> **Source text**
+++

KHENPO TSÜLTRIM GYAMTSO is a Buddhist master who trained extensively with yogis living in the remote monasteries and caves of Tibet. In 1959, local nuns asked him for protection from the invading Communists, and he led them to safety in Bhutan. In 1977, he began teaching worldwide about the path of wisdom and compassion, which he continued to do for the next thirty years. His latest book, “Stars of Wisdom,” (excerpted here) is a compilation of these teachings. He currently lives in Nepal and Bhutan. He enjoys singing joyful yogic songs.


SENSEI NANCY MUJO BAKER is a dharma successor of Roshi Bernie Glassman and runs the No Traces Zendo, in New York City. She is also a professor of philosophy at Sarah Lawrence College, where she specializes in the later philosophy of Wittgenstein. Several years ago, Roshi Glassman empowered her and two other lay teachers to transmit the Zen precepts. During a nine-month study with her sangha in 2004-2005, she gave a dharma talk on each precept: “First,” she told her students, “we need to find out precisely what aspect of the precept is alive for anyone of us, and, second, we need to get to know ourselves deeply and with no judgment in relation to that precept.” Her article “On Not Being Stingy” investigates the eighth precept.

+++

[Images for locating objects]
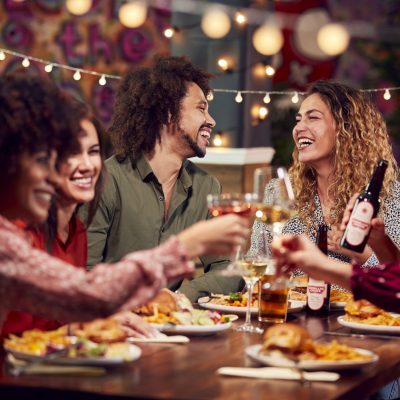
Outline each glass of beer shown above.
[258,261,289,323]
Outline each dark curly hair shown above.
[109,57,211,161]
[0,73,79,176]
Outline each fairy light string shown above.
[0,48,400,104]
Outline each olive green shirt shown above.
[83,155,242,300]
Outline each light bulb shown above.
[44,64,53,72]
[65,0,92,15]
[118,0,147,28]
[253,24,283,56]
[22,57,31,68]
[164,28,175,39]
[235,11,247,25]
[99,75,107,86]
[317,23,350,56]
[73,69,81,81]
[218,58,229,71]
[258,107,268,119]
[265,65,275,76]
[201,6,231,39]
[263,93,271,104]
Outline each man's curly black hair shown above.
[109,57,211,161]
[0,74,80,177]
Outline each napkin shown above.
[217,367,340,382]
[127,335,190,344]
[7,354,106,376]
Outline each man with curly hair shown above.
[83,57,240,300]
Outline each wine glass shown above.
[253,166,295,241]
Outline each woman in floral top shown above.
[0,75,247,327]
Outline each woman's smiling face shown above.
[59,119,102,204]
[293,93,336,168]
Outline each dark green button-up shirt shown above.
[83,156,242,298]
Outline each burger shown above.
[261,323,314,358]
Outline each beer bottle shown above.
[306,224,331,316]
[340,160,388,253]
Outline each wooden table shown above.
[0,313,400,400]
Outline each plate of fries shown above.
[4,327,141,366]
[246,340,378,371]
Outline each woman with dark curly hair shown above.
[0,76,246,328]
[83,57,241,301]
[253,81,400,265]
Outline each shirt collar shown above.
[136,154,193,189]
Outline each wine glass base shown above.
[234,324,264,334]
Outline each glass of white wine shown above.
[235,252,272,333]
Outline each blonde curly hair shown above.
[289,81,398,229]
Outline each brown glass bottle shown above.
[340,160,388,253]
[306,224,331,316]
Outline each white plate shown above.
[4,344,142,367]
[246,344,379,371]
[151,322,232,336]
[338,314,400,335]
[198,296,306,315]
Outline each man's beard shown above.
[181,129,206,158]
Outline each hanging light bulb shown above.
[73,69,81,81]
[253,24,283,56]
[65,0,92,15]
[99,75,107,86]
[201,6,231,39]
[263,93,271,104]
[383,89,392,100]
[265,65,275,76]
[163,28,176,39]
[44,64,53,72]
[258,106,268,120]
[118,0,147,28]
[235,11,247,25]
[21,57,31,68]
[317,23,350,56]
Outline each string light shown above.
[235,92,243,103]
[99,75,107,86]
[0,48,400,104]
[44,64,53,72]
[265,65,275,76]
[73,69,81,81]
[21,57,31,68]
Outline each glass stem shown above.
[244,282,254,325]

+++

> **Task requirements**
A – According to the notes on the two Buddhist teachers, in what year did Khenpo Tsültrim Gyamtso begin teaching worldwide?
B – Carry on the notes on the two Buddhist teachers from the point where they end.

> **Answers given**
A – 1977

B –
CLARK STRAND writes: “For ten years I would wake for one or two hours in the middle of every night. I’d have taken sleep medication if I hadn’t had a hunch that I was onto something. Did I find it in the end? Not really. It found me.” Hidden in the earliest texts of traditions such as Zen, Strand discovered the traces of an ancient tradition that he calls “Green Meditation.” Recovering those older, greener teachings is essential if we want to regain our sanity as a species, he says. The good news is, we can find them simply by turning out the lights. The author of “How to Believe in God: Whether You Believe in Religion or Not” (Doubleday), Strand teaches meditation using the “green dharma” of various traditions.


DOUGLAS ADESKO, who photographed Vinny Ferraro, the Teacher Training Director of the Mind Body Awareness Project, takes pictures for the New York Times Magazine, Discover, and Popular Mechanics. Over the past few years, he’s travelled all around the country photographing families eating together. He recently began a new project focused on the Interstate 80 corridor through California’s Central Valley. If things go well, he will own a laundromat someday. He lives in Brooklyn.